__Task item__: Transcribe the data that follows in full. Leave out the pictures.

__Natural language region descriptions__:
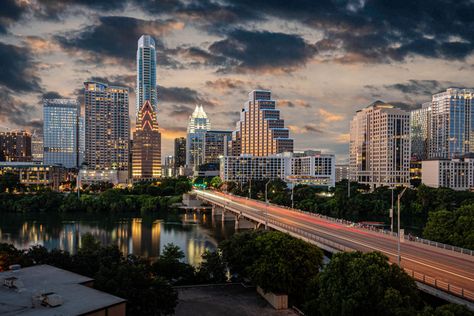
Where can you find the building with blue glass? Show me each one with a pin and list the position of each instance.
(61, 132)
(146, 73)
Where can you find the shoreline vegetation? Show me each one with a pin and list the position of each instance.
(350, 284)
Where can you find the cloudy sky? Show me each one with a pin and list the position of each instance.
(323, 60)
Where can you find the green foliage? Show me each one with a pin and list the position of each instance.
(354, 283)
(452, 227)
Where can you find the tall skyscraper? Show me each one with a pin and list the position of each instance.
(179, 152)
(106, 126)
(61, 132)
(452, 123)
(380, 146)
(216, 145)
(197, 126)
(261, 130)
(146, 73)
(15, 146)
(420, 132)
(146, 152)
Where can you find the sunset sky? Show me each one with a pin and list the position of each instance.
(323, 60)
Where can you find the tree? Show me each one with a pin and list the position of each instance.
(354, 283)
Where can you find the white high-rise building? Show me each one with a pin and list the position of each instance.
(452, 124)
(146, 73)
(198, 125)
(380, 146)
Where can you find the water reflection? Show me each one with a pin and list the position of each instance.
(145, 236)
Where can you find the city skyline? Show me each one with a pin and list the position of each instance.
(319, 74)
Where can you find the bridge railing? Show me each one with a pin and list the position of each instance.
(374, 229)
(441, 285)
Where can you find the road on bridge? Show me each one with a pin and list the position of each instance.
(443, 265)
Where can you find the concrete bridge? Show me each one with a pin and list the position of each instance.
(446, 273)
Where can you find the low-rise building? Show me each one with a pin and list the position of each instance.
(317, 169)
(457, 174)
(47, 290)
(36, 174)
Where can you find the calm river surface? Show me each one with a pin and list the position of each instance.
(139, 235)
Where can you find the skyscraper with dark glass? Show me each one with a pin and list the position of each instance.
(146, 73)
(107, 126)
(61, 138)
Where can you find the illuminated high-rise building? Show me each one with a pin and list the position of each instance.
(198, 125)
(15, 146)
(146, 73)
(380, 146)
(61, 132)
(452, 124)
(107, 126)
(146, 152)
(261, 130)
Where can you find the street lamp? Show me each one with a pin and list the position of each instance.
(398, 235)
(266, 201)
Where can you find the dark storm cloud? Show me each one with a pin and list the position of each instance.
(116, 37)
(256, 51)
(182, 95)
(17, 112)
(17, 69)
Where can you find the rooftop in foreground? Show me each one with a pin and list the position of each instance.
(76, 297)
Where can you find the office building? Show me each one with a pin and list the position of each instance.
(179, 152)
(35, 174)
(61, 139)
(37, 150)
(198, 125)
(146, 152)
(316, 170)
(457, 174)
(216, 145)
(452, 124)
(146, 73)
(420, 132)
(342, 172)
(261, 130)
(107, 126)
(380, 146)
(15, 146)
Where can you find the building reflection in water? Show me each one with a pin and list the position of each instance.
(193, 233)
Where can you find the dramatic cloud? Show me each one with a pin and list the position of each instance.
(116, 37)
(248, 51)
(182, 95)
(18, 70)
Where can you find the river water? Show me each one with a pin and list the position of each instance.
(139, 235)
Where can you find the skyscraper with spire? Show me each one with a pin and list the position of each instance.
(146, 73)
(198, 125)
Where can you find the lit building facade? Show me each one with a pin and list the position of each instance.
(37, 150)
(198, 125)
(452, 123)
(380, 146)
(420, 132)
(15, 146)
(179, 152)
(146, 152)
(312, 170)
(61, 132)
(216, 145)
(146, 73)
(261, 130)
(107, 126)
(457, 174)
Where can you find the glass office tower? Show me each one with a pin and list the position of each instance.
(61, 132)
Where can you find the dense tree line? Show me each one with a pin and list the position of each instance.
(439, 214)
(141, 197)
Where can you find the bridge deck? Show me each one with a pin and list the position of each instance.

__Exercise solution__:
Where can you find the building with blue glass? Show me each one with a pin and list the position of each instance.
(61, 132)
(146, 73)
Where can you find the shoreline vegetation? Show me each one with a pin and list the position of each instance.
(350, 284)
Where can you find the cloudy sky? Show me each one with a pin and list the position of each instance.
(323, 60)
Where can you find the green foliage? Show me each one with a pin and list the position of each instance.
(354, 283)
(452, 227)
Where can you find the tall skyscraper? Show me each one with a pin and list the position of each instance.
(179, 152)
(106, 126)
(61, 132)
(452, 123)
(380, 146)
(216, 145)
(197, 126)
(261, 130)
(146, 73)
(15, 146)
(420, 132)
(146, 152)
Where can you find the sunset sky? Show me each one with a pin and list the position of each instance.
(323, 60)
Where can you find the tree? Show me each one with a pin and list the position of each instance.
(354, 283)
Where can you find the white high-rise building? Show me each one with a pin and list the position of each instance.
(452, 124)
(146, 73)
(198, 125)
(380, 146)
Where can you find the water reflection? Show me each one with a pin and list the position of each instance.
(145, 236)
Where can you find the city skyline? Show me each one with a pin and list the position of each instance.
(319, 74)
Where can you find the bridge railing? Show me each one with a pin and list the position of each instance.
(374, 229)
(441, 285)
Where can you find the road on bridge? Show me each one with a pin and list the position of each instance.
(443, 265)
Where can you find the concrete bridge? Show me each one with a pin and list the position of each instance.
(446, 273)
Where can you find the low-rise building? Show me each one with a pin and list the position of each instance.
(317, 169)
(457, 174)
(47, 290)
(36, 174)
Where can you find the calm river surface? Show me each one with a pin and list the position of each instance.
(139, 235)
Where can you find the skyscraper with dark glass? Show me each one with a pin and list the position of each instance.
(146, 73)
(107, 126)
(61, 138)
Where can you find the illuminated high-rise building? Show me each one with a pin and list the position of each instance.
(198, 125)
(15, 146)
(146, 73)
(380, 146)
(61, 132)
(452, 124)
(107, 126)
(146, 152)
(261, 130)
Where can you find the street lamp? Show me each one with a pin and list the position of each instance.
(398, 235)
(266, 201)
Where can you find the dark storm cloud? Show me each one with a pin and list the position of each instance.
(116, 37)
(256, 51)
(182, 95)
(17, 112)
(17, 69)
Where can you find the rooftop in foreground? Show me each one with a pin and list the position of each instance.
(76, 297)
Where can you find the office building? Show me each one with a pin and list the position of each instance.
(179, 152)
(35, 174)
(61, 139)
(37, 150)
(198, 125)
(146, 152)
(316, 170)
(457, 174)
(216, 145)
(452, 124)
(146, 73)
(420, 132)
(342, 172)
(261, 130)
(107, 126)
(380, 146)
(15, 146)
Where can you find the building reflection in water? Show me each one with a pin and list the position of each instance.
(193, 233)
Where can you find the dramatic cloud? Show me each one with a pin and list the position of each instance.
(116, 37)
(248, 51)
(182, 95)
(18, 70)
Where can you find the river water? Show me each one with a pin and list the position of each instance.
(139, 235)
Where can you find the skyscraper with spire? Show me each one with a pin and list the position of each instance.
(146, 73)
(198, 125)
Where can you find the lit building facade? Show me each one with a pin and list the position of each instance.
(37, 150)
(198, 125)
(452, 123)
(380, 146)
(420, 132)
(15, 146)
(179, 152)
(146, 152)
(312, 170)
(61, 132)
(216, 145)
(146, 73)
(261, 130)
(107, 126)
(457, 174)
Where can you find the glass office tower? Show me each one with a pin and list the position of each instance.
(61, 132)
Where can you find the dense tree line? Show me each one with a pin and list the position of each instance.
(439, 214)
(141, 197)
Where can you find the bridge deck? Show me each one with a pin and list the position of each instance.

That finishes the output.